**What you should do:**
Can you return the whole forum thread about the PowerPC JIT crash word for word, with nothing changed?

─── Text excerpt ───

This is very exciting news! I'll have time to respond in the next few days. We're also talking about your contribution on our Discord. https://discord.gg/HQNA9faw We'd love if you joined us!

tkchia commented 1 year ago

Hello @classilla,

I am not familiar with the PowerPC assembly or debugging — but are you able to dump the state of the registers at the crash site?

Incidentally, I noticed that, when I tried running o/test/asm/add.com under o/powerpc64le/blink/blink (with QEMU emulation), I would get a

blink/jit.c:1919:14593 assertion failed: !(disp & 0x03) (0)
     PC 12b8c9012f0c mov %rax,0x30(%rsp) 48 89 44 24 30 48 8d 05

Some further exploration suggests that this was caused by Blink trying to insert a jump from an OomJit() address to some other place.

Thank you!

classilla commented 1 year ago

Yeah, I can reproduce that. I'm trying to find where that's set off (again, is there some other section of the JIT that I've missed?).

Looks like the crash was caused by TOC getting stomped on certain calls. I was hoping to avoid setting r12 to the destination address on every call but this seems unavoidable. It gets further now.

classilla commented 1 year ago

What should OomJit() point to? How did that ever work for aarch64?

tkchia commented 1 year ago

Hello @classilla,

What should OomJit() point to? How did that ever work for aarch64?

See OomJit() in blink/jit.c.

OK, I think I know what is going on. When the AArch64 JITter (e.g.) finds that there is no more space in the JIT buffer,

In such cases it is OK for the JIT location counter to be unaligned, since the code will be discarded anyway. So perhaps instead of

  unassert(!(disp & 0x03));

you could just say

  unassert(!(disp & 0x03) || jb->index > kJitBlockSize);

Thank you!

─── Supplied entries ───

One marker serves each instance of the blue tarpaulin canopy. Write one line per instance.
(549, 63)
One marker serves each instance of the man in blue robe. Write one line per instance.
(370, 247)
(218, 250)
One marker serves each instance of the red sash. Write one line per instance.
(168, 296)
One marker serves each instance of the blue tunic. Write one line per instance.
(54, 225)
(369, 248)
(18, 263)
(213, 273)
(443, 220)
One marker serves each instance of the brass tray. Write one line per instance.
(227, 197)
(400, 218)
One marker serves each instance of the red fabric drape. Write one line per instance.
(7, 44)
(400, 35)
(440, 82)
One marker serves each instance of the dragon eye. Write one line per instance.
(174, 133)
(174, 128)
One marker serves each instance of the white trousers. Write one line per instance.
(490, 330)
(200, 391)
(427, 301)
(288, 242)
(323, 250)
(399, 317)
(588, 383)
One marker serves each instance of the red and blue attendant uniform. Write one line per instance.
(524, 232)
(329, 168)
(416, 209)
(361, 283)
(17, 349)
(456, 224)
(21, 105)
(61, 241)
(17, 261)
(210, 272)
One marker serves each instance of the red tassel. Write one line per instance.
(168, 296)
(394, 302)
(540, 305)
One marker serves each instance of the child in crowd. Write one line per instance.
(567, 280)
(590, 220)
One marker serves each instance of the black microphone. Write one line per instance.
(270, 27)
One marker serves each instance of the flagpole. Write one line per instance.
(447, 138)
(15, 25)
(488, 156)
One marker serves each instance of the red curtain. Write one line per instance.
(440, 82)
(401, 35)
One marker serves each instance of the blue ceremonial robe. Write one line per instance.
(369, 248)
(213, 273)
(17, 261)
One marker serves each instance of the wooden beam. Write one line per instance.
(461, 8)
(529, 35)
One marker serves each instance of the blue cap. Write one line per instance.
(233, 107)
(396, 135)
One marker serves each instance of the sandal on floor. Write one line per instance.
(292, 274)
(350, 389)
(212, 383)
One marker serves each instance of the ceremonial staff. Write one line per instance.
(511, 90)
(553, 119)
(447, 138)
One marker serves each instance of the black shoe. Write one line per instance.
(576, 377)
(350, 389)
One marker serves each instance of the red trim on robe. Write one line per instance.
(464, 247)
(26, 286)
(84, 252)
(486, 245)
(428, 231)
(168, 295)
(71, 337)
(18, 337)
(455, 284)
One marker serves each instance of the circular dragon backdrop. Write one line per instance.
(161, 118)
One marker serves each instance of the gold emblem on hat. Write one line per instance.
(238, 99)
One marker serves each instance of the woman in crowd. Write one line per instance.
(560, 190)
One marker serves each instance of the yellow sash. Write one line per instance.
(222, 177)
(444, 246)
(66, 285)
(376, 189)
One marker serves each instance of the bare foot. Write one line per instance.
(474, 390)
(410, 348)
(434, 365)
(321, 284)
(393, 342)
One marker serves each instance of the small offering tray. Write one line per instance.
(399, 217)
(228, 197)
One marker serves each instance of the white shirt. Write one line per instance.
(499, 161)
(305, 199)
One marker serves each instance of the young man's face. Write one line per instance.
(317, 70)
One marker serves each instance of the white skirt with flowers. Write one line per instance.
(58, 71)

───

**Final answer:**
This is very exciting news! I'll have time to respond in the next few days. We're also talking about your contribution on our Discord. https://discord.gg/HQNA9faw We'd love if you joined us!

tkchia commented 1 year ago

Hello @classilla,

I am not familiar with the PowerPC assembly or debugging — but are you able to dump the state of the registers at the crash site?

Incidentally, I noticed that, when I tried running o/test/asm/add.com under o/powerpc64le/blink/blink (with QEMU emulation), I would get a

blink/jit.c:1919:14593 assertion failed: !(disp & 0x03) (0)
     PC 12b8c9012f0c mov %rax,0x30(%rsp) 48 89 44 24 30 48 8d 05

Some further exploration suggests that this was caused by Blink trying to insert a jump from an OomJit() address to some other place.

Thank you!

classilla commented 1 year ago

Yeah, I can reproduce that. I'm trying to find where that's set off (again, is there some other section of the JIT that I've missed?).

Looks like the crash was caused by TOC getting stomped on certain calls. I was hoping to avoid setting r12 to the destination address on every call but this seems unavoidable. It gets further now.

classilla commented 1 year ago

What should OomJit() point to? How did that ever work for aarch64?

tkchia commented 1 year ago

Hello @classilla,

What should OomJit() point to? How did that ever work for aarch64?

See OomJit() in blink/jit.c.

OK, I think I know what is going on. When the AArch64 JITter (e.g.) finds that there is no more space in the JIT buffer,

In such cases it is OK for the JIT location counter to be unaligned, since the code will be discarded anyway. So perhaps instead of

  unassert(!(disp & 0x03));

you could just say

  unassert(!(disp & 0x03) || jb->index > kJitBlockSize);

Thank you!